** START Text **
As processes of directly forming positive images by a color diffusion transfer process, there are A) a process of using a combination of a direct positive silver halide emulsion and a non-diffusible compound which can release a diffusible dye corresponding to the reaction in which a silver halide is reduced to silver (hereinafter, this compound is referred to as a negative type dye-providing compound) and B) a process of using a combination of an ordinary silver halide emulsion (a negative-positive responding silver halide emulsion) and a non-diffusible compound which becomes diffusible in countercorrespondence to the reaction in which a silver halide is reduced to silver or a non-diffusible compound which can release a diffusible dye in countercorrespondence to the reaction in which a silver halide is reduced to silver (these compounds are referred to as positive dye-providing compound).
In process A), the compound which is a coupler having a non-diffusible dye as a releasable group and which releases the diffusible dye by a coupling reaction with the oxidation product of a reducing agent (DDR coupler) described, e.g., British Patent 1,330,524, JP-B-48-30165 (the term "JP-B" as used herein means an "examined published Japanese patent publication"), and U.S. Pat. Nos. 3,443,940, 4,474,867 and 4,483,914, and a compound which reduces a silver halide and which releases a diffusible dye by reducing a silver halide (DRR compound) described in U.S. Pat. Nos. 3,928,312, 4,063,312, 4,055,428, and 4,336,322 are used.
** END Text **
To do — Print everything in the color diffusion transfer text from "In process A), the" down to "4,336,322 are used.".
** START Supplied records **
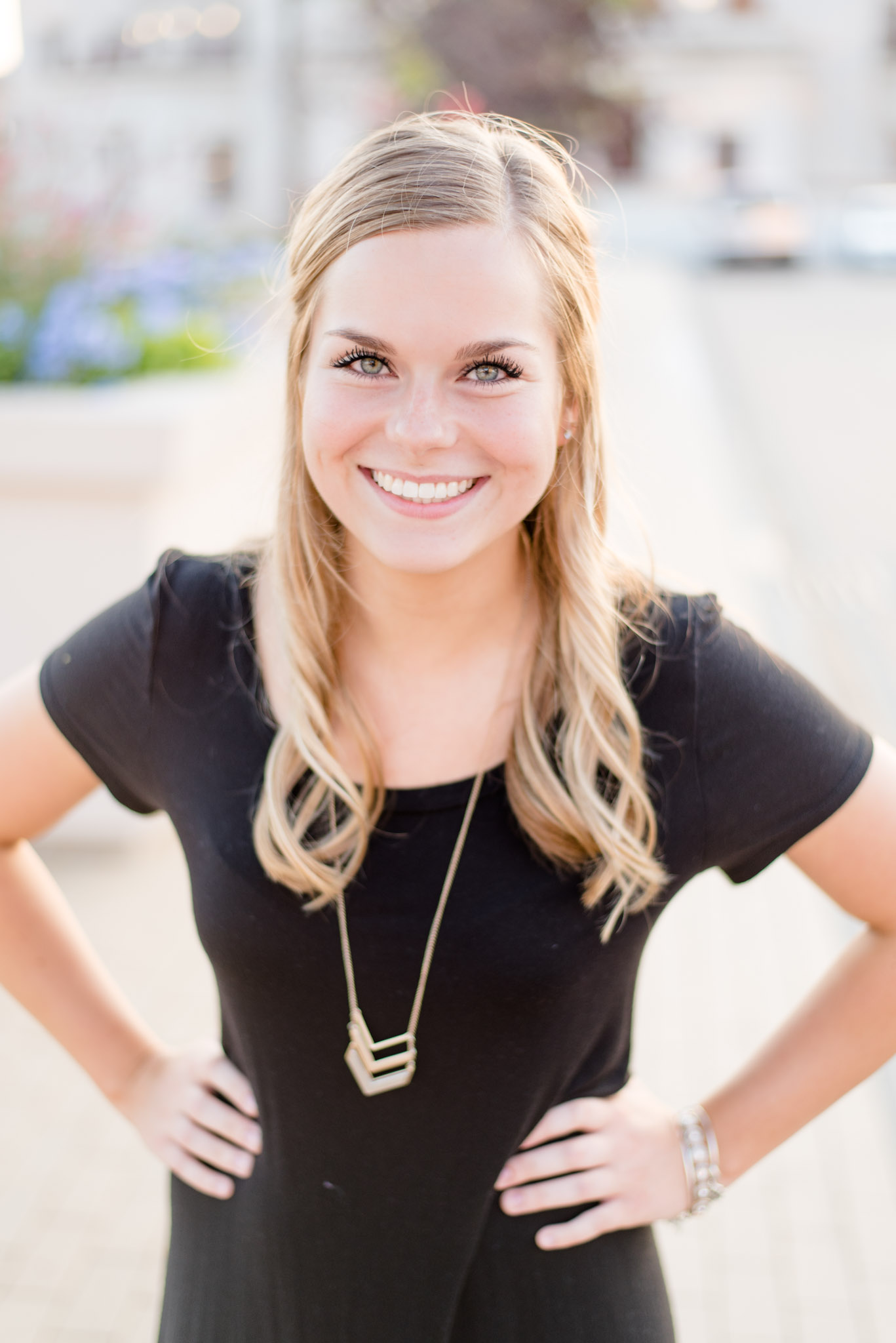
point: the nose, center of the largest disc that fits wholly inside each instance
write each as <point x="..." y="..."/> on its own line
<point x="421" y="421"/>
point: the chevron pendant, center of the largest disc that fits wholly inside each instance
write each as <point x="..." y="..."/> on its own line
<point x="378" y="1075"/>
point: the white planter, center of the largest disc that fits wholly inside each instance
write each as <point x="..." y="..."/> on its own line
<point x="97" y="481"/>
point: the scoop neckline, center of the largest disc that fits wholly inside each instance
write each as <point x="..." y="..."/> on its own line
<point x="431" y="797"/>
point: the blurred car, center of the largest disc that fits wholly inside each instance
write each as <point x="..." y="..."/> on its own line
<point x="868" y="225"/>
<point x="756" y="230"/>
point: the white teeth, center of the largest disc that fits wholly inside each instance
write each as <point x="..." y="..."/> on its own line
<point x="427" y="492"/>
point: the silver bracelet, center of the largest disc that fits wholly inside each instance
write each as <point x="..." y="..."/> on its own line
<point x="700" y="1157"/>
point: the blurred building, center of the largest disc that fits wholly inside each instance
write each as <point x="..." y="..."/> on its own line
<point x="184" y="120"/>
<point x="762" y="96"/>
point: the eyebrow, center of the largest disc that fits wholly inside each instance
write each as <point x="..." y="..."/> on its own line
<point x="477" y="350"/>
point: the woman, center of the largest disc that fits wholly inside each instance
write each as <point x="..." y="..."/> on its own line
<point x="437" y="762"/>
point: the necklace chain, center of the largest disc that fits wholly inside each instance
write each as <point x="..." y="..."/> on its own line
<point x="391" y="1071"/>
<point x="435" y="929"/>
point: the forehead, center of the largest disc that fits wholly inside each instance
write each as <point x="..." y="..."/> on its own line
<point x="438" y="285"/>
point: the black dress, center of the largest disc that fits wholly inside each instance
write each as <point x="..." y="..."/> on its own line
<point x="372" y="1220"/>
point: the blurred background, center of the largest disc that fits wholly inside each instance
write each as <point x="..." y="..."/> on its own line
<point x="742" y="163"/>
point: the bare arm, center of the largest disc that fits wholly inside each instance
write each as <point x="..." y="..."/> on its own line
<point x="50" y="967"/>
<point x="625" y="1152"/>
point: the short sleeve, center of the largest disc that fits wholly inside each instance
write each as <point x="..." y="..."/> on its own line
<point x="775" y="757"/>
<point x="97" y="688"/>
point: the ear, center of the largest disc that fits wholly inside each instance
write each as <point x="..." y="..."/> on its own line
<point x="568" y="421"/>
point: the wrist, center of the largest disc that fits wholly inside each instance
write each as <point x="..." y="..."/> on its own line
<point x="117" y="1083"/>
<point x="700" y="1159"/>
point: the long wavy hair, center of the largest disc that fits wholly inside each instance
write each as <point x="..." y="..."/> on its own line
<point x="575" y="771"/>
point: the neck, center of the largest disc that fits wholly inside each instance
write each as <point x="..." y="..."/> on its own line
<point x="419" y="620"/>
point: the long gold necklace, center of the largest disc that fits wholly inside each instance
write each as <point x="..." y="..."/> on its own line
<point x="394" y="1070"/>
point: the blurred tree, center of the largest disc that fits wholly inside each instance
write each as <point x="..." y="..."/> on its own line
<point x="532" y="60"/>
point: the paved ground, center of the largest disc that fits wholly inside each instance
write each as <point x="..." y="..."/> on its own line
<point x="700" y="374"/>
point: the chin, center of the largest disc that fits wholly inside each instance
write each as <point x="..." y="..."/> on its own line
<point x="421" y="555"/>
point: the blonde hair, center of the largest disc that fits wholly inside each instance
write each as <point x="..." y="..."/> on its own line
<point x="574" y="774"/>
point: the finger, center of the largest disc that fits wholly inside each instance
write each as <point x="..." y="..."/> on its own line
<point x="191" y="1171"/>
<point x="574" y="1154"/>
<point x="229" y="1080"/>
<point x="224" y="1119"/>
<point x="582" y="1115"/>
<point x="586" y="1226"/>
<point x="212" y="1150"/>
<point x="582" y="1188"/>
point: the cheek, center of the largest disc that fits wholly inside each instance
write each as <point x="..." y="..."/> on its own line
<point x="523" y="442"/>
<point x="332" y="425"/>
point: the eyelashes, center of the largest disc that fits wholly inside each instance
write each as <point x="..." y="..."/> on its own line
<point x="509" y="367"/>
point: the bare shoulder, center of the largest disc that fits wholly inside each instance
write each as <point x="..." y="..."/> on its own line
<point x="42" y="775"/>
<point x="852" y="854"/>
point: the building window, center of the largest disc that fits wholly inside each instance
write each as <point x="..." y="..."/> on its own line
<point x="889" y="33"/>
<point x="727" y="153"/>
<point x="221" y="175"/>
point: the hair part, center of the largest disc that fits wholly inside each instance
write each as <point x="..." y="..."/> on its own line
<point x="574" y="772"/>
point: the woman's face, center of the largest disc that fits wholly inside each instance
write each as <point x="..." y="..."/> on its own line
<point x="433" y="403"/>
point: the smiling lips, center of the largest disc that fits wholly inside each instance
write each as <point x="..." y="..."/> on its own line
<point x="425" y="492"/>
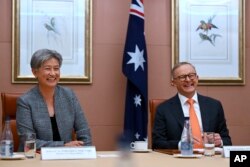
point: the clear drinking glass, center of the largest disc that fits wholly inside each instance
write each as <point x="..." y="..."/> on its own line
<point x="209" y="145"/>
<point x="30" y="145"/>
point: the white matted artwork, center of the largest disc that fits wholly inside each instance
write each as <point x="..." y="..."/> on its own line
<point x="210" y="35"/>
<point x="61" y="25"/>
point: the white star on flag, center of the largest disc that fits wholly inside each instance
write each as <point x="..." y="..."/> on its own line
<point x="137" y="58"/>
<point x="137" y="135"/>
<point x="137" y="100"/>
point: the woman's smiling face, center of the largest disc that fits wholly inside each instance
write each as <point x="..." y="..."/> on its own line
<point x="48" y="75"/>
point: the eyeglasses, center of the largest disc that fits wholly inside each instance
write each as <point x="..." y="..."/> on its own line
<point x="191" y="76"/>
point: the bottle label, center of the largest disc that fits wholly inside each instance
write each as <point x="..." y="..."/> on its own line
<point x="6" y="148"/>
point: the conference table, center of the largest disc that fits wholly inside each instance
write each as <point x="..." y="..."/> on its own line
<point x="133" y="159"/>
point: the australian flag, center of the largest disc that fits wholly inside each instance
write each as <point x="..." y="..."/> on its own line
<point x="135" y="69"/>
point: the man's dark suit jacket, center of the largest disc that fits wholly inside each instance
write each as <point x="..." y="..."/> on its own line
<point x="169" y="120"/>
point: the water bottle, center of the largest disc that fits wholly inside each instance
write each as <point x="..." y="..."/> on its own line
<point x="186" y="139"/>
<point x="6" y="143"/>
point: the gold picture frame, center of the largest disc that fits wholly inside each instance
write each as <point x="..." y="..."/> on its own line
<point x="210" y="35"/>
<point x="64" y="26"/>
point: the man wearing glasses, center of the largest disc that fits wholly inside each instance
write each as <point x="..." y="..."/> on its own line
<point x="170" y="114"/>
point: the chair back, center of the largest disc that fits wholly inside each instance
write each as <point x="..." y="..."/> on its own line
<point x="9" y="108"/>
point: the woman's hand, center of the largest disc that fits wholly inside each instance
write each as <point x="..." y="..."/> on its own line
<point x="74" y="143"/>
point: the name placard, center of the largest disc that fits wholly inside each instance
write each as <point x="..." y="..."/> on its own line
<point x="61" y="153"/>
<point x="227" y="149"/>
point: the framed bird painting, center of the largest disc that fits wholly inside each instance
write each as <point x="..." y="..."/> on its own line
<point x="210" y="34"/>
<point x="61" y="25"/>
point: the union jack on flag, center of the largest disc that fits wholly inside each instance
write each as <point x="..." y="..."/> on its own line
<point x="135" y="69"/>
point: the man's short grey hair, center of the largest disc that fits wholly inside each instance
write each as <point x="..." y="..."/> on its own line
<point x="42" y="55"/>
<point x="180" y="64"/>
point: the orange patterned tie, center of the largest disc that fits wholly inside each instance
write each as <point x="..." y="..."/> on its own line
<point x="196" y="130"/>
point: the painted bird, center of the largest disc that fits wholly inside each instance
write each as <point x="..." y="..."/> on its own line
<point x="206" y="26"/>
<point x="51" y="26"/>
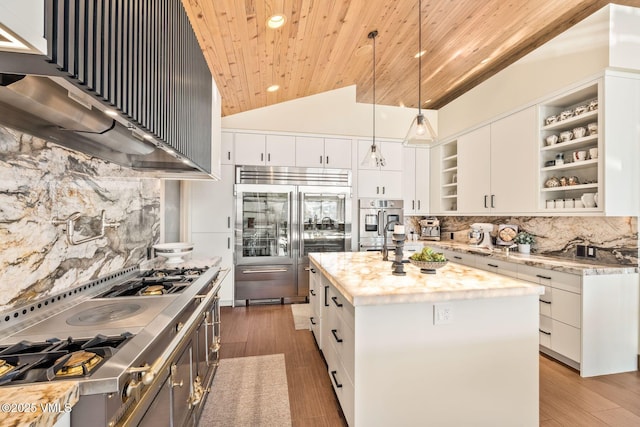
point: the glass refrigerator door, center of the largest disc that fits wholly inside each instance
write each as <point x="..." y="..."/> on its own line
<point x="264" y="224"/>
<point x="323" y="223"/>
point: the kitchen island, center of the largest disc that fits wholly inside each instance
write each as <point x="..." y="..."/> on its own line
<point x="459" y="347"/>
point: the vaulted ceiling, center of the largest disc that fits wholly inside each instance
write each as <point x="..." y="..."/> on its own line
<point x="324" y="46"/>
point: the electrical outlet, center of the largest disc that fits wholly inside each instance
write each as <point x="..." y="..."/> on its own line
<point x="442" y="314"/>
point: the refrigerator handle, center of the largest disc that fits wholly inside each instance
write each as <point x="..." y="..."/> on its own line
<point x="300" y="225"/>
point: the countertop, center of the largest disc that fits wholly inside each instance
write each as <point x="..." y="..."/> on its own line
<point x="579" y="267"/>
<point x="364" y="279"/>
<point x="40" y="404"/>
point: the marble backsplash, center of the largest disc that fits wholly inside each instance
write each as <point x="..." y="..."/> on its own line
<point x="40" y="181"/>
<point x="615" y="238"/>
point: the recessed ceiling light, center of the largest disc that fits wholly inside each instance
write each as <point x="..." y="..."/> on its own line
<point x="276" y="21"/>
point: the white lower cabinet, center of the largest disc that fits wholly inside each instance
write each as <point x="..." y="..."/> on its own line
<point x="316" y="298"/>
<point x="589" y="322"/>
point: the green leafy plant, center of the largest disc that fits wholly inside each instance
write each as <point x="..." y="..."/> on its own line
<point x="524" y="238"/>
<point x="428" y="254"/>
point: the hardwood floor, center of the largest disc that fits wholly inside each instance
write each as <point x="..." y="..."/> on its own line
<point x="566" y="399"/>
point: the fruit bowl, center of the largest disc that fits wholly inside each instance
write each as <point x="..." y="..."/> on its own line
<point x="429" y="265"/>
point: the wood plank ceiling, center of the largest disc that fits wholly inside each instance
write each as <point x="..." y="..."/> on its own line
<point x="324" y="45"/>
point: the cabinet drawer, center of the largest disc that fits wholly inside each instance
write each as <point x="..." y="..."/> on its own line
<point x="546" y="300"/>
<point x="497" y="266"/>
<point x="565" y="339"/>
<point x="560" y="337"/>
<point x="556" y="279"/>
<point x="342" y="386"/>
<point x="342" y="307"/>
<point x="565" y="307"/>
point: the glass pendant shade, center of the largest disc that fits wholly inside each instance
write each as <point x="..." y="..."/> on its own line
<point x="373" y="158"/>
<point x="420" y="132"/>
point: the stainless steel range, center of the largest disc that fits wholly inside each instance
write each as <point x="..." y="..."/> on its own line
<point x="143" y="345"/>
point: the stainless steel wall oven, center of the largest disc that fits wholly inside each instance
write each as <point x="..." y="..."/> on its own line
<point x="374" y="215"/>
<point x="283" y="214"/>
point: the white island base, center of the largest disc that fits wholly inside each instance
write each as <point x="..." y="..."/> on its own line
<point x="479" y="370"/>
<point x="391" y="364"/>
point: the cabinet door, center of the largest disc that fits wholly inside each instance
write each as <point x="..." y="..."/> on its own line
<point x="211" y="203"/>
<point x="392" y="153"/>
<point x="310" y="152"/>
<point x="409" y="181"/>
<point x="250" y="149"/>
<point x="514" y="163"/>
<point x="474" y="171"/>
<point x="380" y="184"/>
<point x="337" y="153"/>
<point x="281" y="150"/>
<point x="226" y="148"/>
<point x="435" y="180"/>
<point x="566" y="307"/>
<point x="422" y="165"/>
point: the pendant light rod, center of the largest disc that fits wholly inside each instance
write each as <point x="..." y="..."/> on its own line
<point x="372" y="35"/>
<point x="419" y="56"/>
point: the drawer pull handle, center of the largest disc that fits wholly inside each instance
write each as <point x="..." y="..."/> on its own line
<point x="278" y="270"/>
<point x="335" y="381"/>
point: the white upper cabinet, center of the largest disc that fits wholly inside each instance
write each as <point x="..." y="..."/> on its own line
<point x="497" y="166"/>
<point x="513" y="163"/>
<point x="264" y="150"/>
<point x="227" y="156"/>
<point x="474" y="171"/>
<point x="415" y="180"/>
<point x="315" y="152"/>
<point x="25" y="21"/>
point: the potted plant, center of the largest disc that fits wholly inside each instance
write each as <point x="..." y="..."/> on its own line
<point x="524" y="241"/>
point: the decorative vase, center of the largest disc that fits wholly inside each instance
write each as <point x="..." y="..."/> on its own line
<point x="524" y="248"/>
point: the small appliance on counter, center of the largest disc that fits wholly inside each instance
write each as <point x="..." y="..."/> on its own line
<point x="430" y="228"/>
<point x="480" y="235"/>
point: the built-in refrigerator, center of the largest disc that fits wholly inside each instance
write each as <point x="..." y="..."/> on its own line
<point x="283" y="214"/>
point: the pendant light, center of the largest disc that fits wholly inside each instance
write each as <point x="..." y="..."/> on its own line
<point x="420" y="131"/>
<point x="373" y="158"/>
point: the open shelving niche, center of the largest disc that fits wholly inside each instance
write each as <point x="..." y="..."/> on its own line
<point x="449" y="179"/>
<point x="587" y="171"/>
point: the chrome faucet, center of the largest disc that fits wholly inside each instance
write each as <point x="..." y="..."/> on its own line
** END Supplied records **
Finished answer —
In process A), the compound which is a coupler having a non-diffusible dye as a releasable group and which releases the diffusible dye by a coupling reaction with the oxidation product of a reducing agent (DDR coupler) described, e.g., British Patent 1,330,524, JP-B-48-30165 (the term "JP-B" as used herein means an "examined published Japanese patent publication"), and U.S. Pat. Nos. 3,443,940, 4,474,867 and 4,483,914, and a compound which reduces a silver halide and which releases a diffusible dye by reducing a silver halide (DRR compound) described in U.S. Pat. Nos. 3,928,312, 4,063,312, 4,055,428, and 4,336,322 are used.